» SUPPLIED MATERIAL
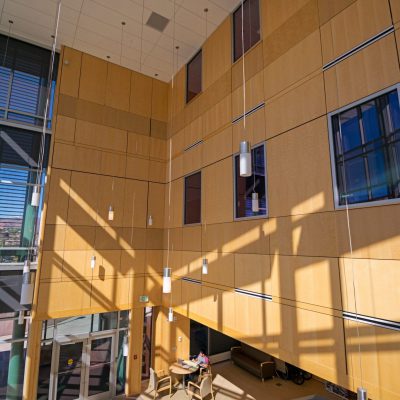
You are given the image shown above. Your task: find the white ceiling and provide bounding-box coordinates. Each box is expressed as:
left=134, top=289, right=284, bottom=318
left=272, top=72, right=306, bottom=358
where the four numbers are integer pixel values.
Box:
left=0, top=0, right=240, bottom=82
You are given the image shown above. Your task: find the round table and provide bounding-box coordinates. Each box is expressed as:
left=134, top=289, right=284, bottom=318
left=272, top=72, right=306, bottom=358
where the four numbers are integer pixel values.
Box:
left=169, top=362, right=199, bottom=389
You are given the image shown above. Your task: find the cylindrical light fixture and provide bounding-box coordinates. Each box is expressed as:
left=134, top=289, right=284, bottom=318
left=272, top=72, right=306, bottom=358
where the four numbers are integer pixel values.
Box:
left=239, top=140, right=251, bottom=177
left=168, top=307, right=174, bottom=322
left=20, top=260, right=33, bottom=305
left=108, top=205, right=114, bottom=221
left=357, top=387, right=368, bottom=400
left=31, top=185, right=40, bottom=207
left=201, top=257, right=208, bottom=275
left=251, top=192, right=260, bottom=212
left=163, top=267, right=172, bottom=293
left=122, top=335, right=129, bottom=357
left=18, top=310, right=25, bottom=325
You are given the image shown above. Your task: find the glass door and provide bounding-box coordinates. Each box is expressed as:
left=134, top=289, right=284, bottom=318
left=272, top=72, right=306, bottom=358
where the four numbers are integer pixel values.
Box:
left=50, top=334, right=115, bottom=400
left=85, top=336, right=114, bottom=399
left=53, top=341, right=85, bottom=400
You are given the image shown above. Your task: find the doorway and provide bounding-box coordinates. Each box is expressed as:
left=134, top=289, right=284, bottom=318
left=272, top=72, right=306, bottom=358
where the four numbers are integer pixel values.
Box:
left=50, top=333, right=116, bottom=400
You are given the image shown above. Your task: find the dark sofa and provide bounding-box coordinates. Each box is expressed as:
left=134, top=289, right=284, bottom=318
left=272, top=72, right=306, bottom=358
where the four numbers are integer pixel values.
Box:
left=231, top=343, right=275, bottom=382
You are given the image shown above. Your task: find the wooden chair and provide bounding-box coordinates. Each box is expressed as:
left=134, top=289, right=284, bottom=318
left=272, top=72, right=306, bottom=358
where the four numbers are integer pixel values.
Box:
left=146, top=368, right=172, bottom=400
left=188, top=374, right=214, bottom=400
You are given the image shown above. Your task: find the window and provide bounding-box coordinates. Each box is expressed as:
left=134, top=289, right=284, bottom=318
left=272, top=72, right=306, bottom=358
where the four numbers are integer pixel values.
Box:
left=235, top=144, right=267, bottom=218
left=233, top=0, right=260, bottom=61
left=185, top=172, right=201, bottom=224
left=331, top=89, right=400, bottom=205
left=186, top=50, right=202, bottom=103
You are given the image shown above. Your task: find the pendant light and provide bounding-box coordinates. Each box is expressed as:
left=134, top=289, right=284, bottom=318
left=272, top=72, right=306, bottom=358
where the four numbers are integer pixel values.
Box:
left=20, top=259, right=33, bottom=305
left=239, top=140, right=251, bottom=178
left=31, top=185, right=40, bottom=207
left=122, top=335, right=129, bottom=357
left=201, top=257, right=208, bottom=275
left=251, top=192, right=260, bottom=212
left=163, top=267, right=171, bottom=293
left=357, top=387, right=368, bottom=400
left=239, top=0, right=251, bottom=178
left=168, top=307, right=174, bottom=322
left=108, top=205, right=114, bottom=221
left=18, top=310, right=25, bottom=325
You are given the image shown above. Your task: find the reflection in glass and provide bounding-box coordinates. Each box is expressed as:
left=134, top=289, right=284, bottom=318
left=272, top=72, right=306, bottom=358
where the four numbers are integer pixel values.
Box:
left=332, top=90, right=400, bottom=205
left=88, top=337, right=112, bottom=396
left=57, top=342, right=83, bottom=400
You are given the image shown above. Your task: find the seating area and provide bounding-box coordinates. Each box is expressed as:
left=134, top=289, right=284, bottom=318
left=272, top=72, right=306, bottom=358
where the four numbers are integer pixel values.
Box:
left=231, top=343, right=275, bottom=382
left=136, top=361, right=338, bottom=400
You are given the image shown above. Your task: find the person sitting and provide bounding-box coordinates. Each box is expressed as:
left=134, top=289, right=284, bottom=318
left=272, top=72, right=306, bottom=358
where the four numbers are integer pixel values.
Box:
left=192, top=350, right=210, bottom=368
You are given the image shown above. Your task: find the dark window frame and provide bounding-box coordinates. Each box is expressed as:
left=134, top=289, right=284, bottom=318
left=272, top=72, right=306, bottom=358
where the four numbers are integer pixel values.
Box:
left=233, top=142, right=269, bottom=221
left=185, top=48, right=203, bottom=104
left=183, top=170, right=203, bottom=226
left=328, top=84, right=400, bottom=209
left=232, top=0, right=261, bottom=63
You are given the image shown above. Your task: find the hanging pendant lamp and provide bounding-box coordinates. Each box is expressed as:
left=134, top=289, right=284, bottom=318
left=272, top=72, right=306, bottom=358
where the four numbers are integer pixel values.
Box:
left=31, top=185, right=40, bottom=207
left=239, top=140, right=251, bottom=177
left=201, top=257, right=208, bottom=275
left=108, top=205, right=114, bottom=221
left=357, top=387, right=368, bottom=400
left=163, top=267, right=172, bottom=293
left=20, top=260, right=33, bottom=305
left=251, top=192, right=260, bottom=212
left=168, top=307, right=174, bottom=322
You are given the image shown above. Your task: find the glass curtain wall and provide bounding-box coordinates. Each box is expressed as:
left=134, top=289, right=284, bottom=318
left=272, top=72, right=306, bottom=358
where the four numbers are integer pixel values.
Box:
left=0, top=35, right=58, bottom=400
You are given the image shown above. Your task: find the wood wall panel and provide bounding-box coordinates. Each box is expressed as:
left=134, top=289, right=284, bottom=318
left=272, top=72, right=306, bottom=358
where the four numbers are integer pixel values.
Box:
left=270, top=213, right=338, bottom=257
left=269, top=255, right=342, bottom=310
left=202, top=17, right=232, bottom=91
left=321, top=0, right=392, bottom=64
left=129, top=71, right=153, bottom=117
left=265, top=74, right=326, bottom=138
left=336, top=205, right=400, bottom=260
left=324, top=34, right=400, bottom=111
left=344, top=321, right=400, bottom=400
left=202, top=158, right=233, bottom=224
left=264, top=30, right=322, bottom=99
left=54, top=115, right=76, bottom=142
left=339, top=258, right=400, bottom=321
left=46, top=169, right=71, bottom=224
left=59, top=47, right=82, bottom=97
left=267, top=117, right=333, bottom=217
left=105, top=63, right=131, bottom=111
left=79, top=53, right=107, bottom=104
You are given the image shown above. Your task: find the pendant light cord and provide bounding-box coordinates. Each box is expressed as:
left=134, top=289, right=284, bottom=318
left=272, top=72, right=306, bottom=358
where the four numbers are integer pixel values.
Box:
left=27, top=0, right=61, bottom=261
left=167, top=0, right=178, bottom=308
left=242, top=0, right=246, bottom=134
left=331, top=24, right=363, bottom=387
left=2, top=19, right=14, bottom=68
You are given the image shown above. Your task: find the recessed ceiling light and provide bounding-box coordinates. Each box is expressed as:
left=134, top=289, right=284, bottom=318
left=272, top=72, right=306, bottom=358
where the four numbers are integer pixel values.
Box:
left=146, top=11, right=169, bottom=32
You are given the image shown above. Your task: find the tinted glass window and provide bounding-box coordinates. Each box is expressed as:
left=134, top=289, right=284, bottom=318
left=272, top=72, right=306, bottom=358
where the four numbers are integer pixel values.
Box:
left=186, top=50, right=201, bottom=102
left=233, top=0, right=260, bottom=61
left=332, top=90, right=400, bottom=205
left=235, top=145, right=267, bottom=218
left=185, top=172, right=201, bottom=224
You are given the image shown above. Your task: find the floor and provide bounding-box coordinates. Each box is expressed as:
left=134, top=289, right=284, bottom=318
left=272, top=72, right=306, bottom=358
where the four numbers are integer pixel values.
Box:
left=137, top=361, right=339, bottom=400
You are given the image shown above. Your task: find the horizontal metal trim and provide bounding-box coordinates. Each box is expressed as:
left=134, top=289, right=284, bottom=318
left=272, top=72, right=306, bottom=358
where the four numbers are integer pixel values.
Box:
left=235, top=288, right=272, bottom=301
left=183, top=139, right=203, bottom=151
left=343, top=311, right=400, bottom=331
left=322, top=25, right=394, bottom=71
left=181, top=277, right=201, bottom=285
left=232, top=101, right=265, bottom=124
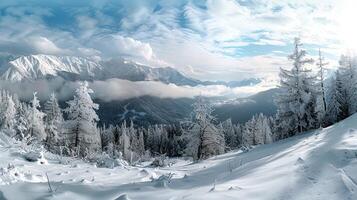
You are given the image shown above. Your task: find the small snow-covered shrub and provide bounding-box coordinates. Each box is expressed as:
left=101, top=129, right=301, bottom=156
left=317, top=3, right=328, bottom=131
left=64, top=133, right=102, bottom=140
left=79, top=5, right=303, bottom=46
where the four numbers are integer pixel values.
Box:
left=92, top=153, right=129, bottom=169
left=150, top=156, right=168, bottom=167
left=24, top=151, right=41, bottom=162
left=152, top=173, right=174, bottom=187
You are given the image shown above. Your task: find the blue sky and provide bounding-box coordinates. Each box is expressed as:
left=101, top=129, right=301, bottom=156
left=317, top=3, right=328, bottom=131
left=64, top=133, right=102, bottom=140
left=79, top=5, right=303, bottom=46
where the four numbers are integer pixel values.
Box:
left=0, top=0, right=357, bottom=80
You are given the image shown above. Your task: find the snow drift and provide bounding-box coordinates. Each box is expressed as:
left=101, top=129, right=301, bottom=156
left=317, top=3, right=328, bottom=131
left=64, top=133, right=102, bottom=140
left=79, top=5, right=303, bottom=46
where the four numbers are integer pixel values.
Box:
left=0, top=115, right=357, bottom=200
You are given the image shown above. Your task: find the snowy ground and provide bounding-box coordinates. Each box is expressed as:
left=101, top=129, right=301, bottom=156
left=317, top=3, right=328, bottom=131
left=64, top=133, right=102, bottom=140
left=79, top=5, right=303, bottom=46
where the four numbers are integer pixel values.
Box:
left=0, top=115, right=357, bottom=200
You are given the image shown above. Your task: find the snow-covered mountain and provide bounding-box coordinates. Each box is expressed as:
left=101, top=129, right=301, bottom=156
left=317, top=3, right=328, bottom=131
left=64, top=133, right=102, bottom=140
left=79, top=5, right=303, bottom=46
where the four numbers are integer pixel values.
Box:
left=1, top=55, right=103, bottom=81
left=0, top=111, right=357, bottom=200
left=0, top=55, right=261, bottom=87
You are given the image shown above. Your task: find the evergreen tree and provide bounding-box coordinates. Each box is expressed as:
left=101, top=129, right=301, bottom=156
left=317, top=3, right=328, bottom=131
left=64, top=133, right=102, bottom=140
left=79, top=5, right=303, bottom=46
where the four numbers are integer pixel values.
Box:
left=44, top=93, right=65, bottom=150
left=0, top=94, right=16, bottom=136
left=317, top=49, right=328, bottom=126
left=65, top=82, right=101, bottom=157
left=185, top=97, right=225, bottom=159
left=275, top=38, right=319, bottom=137
left=339, top=55, right=357, bottom=116
left=28, top=92, right=46, bottom=141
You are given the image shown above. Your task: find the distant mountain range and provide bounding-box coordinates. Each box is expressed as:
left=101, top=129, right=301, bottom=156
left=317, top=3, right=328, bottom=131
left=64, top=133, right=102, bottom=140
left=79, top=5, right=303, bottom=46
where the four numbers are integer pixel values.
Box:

» EXERCISE
Select every line of the items above that contains the word "ceiling", matching case exactly, and copy those lines.

» EXERCISE ANSWER
You are given the image shown above. Your task: find the white ceiling and provide bounding-box coordinates. Each box is expressed as:
You are given the image shown above. Your task: find the recessed ceiling light and provide bounding-box coordinates. Each box is expressed as:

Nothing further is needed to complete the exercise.